### Request
Output as a numbered list, with blank lines left out, the lines of the records starting at the line that contains "Field-scouting task: mark every instance of the flag with" and ending at the last line of the records.

Photo object pointing records:
============================================================

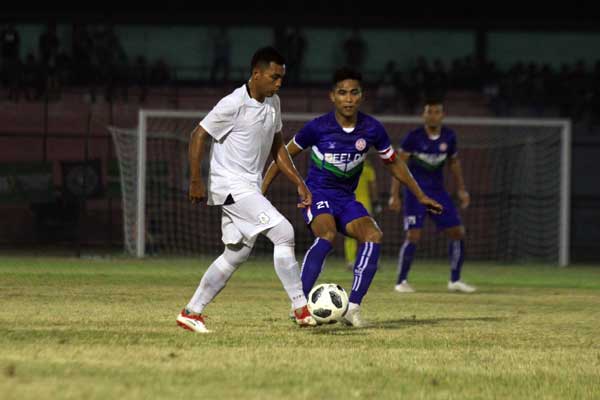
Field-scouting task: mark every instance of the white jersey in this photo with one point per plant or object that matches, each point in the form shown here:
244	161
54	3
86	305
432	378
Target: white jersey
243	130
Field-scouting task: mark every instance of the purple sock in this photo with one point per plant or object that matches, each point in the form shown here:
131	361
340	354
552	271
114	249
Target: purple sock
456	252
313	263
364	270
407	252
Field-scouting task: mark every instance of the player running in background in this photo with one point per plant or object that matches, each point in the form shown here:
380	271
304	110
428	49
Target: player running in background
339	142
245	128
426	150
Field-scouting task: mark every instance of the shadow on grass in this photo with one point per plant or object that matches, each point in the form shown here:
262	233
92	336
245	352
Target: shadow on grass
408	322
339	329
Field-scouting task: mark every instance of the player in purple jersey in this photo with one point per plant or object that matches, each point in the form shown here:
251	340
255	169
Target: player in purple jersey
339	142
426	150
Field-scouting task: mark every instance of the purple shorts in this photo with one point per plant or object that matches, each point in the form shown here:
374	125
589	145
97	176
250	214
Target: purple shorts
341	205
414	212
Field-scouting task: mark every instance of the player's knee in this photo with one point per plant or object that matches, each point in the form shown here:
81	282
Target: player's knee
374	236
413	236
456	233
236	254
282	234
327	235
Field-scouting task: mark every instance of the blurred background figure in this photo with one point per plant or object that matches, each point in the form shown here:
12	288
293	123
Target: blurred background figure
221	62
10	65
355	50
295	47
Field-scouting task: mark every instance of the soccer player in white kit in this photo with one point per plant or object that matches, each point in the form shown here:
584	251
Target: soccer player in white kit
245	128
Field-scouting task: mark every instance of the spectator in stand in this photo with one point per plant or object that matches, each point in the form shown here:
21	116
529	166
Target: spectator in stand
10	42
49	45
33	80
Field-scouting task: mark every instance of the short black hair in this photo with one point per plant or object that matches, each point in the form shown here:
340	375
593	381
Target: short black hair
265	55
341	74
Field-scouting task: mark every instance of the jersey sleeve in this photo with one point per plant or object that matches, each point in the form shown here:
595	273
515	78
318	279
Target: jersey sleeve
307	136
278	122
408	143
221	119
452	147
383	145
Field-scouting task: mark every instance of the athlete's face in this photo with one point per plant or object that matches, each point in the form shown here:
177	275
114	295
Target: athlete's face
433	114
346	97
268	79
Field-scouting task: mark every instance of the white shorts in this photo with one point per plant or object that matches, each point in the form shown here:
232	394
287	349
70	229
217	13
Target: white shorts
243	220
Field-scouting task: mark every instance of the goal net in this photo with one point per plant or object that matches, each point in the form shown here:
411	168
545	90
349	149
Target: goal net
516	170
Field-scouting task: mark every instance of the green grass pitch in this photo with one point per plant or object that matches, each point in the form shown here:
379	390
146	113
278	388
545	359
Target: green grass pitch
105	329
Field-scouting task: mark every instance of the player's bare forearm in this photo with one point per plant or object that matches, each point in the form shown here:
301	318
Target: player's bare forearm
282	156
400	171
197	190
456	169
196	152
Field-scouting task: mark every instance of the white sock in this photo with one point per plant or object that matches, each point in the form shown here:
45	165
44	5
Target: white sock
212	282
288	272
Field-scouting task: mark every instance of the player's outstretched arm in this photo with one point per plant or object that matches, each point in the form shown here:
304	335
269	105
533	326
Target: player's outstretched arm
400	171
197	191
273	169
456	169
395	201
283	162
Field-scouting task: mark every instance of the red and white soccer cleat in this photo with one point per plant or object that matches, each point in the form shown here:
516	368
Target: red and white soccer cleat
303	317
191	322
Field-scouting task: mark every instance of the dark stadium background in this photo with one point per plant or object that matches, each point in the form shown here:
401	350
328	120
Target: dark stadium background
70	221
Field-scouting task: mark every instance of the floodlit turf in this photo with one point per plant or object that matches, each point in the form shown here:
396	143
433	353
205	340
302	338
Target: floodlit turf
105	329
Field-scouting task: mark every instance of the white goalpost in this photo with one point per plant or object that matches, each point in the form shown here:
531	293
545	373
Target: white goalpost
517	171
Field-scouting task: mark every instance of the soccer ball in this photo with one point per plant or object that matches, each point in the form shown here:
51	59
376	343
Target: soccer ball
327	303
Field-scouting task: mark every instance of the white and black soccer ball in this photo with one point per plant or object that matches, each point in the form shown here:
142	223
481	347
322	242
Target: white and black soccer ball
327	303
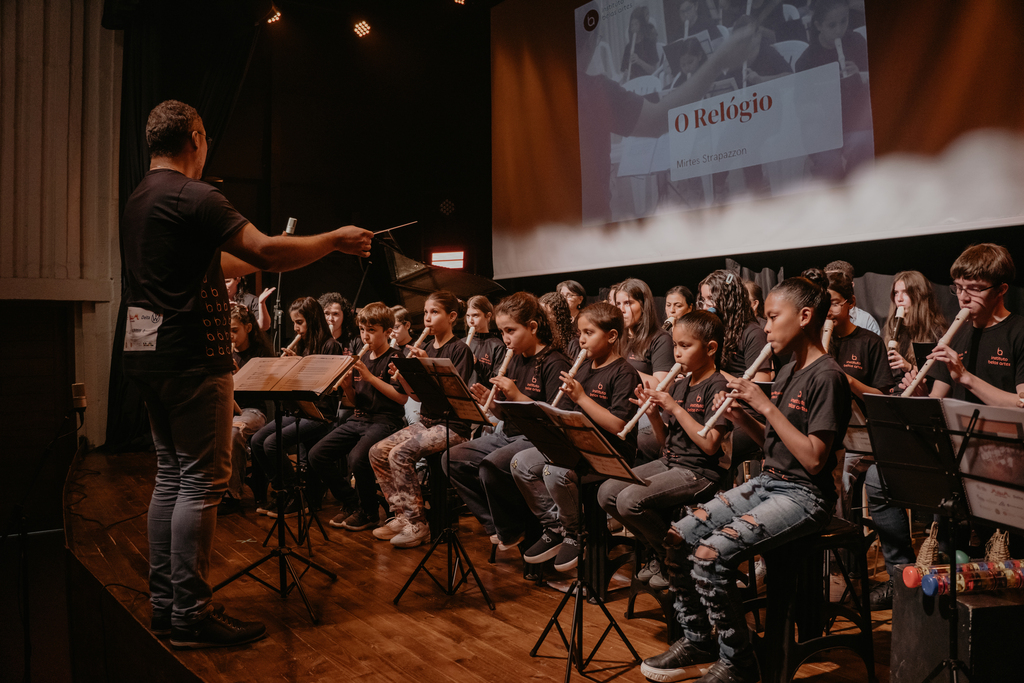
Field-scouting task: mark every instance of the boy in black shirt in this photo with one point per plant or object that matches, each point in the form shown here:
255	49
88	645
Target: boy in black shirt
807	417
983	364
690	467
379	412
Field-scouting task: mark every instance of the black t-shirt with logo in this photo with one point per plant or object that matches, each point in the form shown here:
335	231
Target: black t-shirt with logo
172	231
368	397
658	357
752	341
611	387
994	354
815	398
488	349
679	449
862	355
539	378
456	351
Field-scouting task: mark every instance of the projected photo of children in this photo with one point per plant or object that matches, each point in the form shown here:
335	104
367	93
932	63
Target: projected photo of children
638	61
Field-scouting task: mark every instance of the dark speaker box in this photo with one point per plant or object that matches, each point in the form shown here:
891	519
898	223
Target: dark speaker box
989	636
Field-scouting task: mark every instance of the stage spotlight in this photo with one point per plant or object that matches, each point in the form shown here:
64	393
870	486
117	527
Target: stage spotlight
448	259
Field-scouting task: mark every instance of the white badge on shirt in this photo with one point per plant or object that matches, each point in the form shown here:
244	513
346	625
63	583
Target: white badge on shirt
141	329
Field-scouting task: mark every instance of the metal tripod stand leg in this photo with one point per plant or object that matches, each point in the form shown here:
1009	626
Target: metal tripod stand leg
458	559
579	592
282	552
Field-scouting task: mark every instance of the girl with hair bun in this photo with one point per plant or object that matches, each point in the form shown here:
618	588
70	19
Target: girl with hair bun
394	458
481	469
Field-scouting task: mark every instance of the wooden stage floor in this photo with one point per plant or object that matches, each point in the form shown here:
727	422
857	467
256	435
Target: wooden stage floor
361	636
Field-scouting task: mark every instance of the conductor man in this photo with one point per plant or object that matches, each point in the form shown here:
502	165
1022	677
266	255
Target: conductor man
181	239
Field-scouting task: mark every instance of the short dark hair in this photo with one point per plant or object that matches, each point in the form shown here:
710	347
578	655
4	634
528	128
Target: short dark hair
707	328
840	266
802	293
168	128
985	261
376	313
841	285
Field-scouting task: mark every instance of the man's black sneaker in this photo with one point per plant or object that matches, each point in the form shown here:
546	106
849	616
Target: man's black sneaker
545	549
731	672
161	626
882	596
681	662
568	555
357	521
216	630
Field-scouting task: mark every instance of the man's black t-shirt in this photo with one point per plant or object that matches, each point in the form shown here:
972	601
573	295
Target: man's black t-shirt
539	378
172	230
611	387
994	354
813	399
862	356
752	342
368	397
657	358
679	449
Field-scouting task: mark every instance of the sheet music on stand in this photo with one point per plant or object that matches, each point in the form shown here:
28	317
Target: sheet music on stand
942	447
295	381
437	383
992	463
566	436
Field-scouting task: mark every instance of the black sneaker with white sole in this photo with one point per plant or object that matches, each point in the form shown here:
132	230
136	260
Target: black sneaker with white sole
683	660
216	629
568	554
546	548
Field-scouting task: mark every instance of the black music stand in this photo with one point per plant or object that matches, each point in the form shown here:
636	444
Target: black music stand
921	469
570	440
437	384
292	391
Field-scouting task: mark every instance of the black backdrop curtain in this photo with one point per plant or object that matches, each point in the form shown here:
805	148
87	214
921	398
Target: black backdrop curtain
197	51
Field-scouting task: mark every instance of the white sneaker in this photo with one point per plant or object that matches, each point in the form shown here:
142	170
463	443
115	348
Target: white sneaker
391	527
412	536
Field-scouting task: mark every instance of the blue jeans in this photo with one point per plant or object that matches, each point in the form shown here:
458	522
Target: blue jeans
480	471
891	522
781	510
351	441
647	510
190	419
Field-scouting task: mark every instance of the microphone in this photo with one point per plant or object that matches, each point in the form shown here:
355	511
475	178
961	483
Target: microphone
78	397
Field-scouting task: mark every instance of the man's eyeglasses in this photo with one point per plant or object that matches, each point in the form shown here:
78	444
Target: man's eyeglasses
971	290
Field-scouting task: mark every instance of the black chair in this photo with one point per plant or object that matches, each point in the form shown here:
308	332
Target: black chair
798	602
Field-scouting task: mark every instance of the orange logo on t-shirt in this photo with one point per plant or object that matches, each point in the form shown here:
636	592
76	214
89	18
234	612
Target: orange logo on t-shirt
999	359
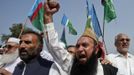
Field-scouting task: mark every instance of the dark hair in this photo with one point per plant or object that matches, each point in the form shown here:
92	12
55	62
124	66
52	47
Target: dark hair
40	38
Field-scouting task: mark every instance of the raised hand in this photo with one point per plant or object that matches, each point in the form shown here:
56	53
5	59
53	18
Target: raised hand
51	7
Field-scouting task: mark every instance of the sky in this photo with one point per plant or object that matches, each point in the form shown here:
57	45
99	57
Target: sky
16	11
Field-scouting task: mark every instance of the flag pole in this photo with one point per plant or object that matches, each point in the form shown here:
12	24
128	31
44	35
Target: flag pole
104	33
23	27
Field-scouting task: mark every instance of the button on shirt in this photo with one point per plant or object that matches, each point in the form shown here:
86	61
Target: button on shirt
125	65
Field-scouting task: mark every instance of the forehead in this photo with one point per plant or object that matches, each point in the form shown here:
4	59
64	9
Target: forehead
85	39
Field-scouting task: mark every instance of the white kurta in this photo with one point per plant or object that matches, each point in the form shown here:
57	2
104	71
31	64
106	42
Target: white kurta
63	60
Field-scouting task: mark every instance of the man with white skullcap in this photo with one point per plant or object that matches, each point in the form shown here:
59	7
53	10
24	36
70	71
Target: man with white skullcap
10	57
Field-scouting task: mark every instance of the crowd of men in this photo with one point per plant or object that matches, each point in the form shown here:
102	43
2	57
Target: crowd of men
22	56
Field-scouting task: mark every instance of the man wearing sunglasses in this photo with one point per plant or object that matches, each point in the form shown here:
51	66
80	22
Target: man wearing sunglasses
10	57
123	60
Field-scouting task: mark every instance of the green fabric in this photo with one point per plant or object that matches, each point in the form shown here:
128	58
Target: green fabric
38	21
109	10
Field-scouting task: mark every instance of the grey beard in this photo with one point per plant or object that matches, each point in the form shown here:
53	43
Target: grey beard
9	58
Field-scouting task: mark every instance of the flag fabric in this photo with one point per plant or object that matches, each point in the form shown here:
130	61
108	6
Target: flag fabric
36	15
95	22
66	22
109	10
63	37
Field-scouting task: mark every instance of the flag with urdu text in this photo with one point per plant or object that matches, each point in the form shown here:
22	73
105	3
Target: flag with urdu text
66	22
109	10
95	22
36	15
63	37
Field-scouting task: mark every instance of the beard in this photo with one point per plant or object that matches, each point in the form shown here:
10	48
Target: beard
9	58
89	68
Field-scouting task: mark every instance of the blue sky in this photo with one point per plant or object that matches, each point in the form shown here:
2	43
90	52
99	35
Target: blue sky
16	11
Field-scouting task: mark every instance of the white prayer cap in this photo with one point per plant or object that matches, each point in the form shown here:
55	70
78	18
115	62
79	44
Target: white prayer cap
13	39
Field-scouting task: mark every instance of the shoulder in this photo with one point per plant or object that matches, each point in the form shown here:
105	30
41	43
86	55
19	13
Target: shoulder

============================================================

### Solved problem
1. Field-scouting task: mark every instance of the flag with urdu text in this photo with one point per plant or object that matches, each point in the form shown here:
2. 22	73
3. 105	3
4. Target: flag with urdu text
5. 66	22
6. 109	10
7. 95	22
8. 36	15
9. 63	37
10. Field-scouting task: mark every instance of the beard in this photo with one point per plant or object that matches, each point in the form shown here:
11. 10	48
12. Target: beard
13. 9	58
14. 89	68
15. Field-scouting task: mark every instance of the blue sky in this photo with one point per plant or object that matches, each point in the form shown here:
16. 2	43
17. 90	52
18. 99	35
19. Target: blue sky
20. 16	11
21. Field-scouting task: mark every instance of the white prayer cap in this photo with one point per plant or object that matches, each point in the form shown here:
22. 55	70
23. 78	18
24. 115	62
25. 79	44
26. Target: white prayer cap
27. 13	39
28. Field-scouting task: mark every instance of the shoulder in this photo with one point per plant or object that matches, each point in the form shown here:
29. 105	30
30. 41	43
31. 86	55
32. 19	13
33. Target: shoulder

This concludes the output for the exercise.